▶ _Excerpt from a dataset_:
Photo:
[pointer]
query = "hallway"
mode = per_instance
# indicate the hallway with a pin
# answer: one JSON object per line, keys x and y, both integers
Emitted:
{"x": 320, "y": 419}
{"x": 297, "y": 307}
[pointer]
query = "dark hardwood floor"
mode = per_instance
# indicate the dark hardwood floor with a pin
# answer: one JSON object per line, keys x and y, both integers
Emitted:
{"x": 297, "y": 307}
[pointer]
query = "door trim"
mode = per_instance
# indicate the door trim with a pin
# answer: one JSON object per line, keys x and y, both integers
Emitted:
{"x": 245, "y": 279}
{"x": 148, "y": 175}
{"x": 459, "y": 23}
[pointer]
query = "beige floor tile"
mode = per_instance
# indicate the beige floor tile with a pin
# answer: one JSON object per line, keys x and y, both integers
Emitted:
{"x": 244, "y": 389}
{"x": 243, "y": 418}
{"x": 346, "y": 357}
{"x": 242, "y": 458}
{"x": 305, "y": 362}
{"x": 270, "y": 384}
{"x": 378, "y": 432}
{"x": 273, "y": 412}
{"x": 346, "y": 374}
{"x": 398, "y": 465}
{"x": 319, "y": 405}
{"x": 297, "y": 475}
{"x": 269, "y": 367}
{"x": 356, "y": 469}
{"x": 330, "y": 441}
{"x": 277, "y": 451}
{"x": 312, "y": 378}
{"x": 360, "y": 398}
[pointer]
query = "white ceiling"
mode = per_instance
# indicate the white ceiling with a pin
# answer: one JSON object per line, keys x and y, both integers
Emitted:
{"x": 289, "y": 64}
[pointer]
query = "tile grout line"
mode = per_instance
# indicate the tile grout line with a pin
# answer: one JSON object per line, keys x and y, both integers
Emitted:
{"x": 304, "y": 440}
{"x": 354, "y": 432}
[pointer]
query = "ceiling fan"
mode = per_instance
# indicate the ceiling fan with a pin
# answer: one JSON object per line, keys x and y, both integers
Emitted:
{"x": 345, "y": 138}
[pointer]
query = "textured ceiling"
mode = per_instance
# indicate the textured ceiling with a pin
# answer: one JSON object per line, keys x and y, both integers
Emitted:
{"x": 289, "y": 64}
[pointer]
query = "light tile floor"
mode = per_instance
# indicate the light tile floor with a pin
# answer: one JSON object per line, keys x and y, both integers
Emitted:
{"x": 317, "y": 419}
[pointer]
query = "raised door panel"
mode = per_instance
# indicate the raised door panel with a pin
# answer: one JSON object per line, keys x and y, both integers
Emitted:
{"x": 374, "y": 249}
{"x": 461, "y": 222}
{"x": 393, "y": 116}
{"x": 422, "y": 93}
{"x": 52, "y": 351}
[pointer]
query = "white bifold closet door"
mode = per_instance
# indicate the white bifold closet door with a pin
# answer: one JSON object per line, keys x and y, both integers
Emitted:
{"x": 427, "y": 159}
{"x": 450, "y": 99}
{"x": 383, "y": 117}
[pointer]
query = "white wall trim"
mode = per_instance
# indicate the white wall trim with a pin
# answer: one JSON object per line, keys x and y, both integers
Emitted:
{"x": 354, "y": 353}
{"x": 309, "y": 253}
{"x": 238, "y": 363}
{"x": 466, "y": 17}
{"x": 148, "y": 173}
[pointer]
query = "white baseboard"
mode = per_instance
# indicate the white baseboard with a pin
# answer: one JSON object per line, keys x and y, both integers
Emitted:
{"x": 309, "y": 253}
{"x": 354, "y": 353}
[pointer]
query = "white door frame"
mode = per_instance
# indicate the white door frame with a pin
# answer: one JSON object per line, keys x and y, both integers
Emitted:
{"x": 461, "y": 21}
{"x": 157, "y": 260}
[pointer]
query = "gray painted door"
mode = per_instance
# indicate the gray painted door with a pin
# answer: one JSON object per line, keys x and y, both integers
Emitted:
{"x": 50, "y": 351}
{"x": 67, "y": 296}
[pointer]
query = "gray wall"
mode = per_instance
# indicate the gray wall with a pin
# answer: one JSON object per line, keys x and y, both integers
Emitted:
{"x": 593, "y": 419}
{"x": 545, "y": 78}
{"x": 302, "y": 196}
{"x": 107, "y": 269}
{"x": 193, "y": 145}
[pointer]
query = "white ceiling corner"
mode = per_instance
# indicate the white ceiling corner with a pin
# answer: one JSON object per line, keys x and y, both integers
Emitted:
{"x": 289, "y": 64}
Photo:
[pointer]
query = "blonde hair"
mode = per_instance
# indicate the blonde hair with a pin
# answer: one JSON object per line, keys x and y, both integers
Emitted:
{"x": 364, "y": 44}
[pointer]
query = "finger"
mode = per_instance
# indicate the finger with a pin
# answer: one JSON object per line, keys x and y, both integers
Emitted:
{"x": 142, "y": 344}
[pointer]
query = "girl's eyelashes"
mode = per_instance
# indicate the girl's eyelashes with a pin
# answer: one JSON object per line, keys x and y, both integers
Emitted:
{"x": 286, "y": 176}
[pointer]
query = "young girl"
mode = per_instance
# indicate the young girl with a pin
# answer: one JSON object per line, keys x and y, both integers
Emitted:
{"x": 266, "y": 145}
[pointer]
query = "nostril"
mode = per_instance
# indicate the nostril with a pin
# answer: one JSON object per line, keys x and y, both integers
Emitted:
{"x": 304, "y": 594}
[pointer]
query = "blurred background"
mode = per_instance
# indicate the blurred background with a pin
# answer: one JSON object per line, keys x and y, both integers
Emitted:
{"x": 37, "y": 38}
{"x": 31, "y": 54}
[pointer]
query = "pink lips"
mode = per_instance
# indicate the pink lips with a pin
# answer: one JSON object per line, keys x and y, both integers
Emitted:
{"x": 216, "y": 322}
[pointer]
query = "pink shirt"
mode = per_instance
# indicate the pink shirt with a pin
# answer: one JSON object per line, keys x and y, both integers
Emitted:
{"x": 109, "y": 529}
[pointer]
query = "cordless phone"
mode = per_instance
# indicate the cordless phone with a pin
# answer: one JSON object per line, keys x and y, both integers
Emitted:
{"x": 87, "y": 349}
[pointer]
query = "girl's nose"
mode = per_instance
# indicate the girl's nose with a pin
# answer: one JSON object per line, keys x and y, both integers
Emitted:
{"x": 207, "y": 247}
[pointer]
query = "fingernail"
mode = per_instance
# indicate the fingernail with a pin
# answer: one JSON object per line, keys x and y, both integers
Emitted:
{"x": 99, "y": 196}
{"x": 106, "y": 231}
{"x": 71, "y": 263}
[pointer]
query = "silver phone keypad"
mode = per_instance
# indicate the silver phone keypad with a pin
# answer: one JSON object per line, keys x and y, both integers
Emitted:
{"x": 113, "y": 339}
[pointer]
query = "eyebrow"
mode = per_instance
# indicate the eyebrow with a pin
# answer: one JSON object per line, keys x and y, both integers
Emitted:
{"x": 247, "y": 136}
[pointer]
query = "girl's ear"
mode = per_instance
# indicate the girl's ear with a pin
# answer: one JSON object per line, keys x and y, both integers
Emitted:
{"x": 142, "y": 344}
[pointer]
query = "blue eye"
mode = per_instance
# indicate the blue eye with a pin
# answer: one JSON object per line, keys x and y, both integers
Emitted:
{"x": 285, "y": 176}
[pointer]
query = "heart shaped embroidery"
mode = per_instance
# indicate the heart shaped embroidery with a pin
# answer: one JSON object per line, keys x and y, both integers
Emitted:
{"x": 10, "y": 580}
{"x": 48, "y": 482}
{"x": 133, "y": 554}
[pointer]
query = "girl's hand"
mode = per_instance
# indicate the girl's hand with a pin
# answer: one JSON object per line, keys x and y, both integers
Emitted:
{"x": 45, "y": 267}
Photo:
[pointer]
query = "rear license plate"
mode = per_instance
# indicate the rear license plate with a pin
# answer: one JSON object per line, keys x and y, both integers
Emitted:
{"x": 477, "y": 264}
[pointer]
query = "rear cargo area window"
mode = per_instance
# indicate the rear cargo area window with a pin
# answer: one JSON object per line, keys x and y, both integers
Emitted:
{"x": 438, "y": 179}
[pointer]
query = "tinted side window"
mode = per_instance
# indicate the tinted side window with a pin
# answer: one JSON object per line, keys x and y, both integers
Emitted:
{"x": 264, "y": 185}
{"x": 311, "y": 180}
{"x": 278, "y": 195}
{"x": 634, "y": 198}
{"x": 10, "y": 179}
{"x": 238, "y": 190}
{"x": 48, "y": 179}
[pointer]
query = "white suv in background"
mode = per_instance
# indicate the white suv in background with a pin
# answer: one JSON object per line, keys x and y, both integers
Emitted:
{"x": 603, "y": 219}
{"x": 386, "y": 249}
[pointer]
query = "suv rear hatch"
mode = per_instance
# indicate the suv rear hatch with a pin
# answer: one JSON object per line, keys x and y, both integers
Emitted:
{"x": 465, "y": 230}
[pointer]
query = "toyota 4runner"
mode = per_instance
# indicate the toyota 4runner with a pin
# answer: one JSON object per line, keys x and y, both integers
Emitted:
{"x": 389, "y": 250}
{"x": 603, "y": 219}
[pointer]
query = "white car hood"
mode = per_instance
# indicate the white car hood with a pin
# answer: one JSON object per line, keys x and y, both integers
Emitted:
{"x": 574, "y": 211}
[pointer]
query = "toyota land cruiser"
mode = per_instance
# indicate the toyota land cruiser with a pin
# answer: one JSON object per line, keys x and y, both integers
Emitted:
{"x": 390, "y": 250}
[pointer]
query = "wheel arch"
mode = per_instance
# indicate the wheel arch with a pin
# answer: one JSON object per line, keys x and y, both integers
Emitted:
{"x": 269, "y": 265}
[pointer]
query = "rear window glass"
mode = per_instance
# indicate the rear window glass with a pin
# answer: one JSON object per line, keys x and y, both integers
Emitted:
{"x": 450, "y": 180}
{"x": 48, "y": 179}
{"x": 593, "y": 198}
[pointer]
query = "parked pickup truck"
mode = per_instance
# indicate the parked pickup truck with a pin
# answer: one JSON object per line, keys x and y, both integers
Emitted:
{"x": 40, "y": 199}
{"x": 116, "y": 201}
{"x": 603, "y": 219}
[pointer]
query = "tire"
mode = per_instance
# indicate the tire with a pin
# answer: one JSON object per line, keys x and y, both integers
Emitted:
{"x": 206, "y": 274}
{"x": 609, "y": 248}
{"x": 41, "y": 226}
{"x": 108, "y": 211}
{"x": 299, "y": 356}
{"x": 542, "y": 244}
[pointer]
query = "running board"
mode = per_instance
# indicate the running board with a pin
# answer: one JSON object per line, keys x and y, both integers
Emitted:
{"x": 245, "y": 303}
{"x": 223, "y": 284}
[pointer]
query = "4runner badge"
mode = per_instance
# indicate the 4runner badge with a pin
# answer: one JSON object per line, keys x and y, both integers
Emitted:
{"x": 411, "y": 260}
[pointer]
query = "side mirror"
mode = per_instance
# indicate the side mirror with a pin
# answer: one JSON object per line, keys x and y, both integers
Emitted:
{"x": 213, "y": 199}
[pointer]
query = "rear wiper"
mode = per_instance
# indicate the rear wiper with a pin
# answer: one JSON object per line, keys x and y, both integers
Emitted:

▶ _Task to carry out_: Gather every line of the listing above that contains the string "nostril", matching case exactly.

▶ _Written response_:
query = "nostril"
# indicate the nostril with a pin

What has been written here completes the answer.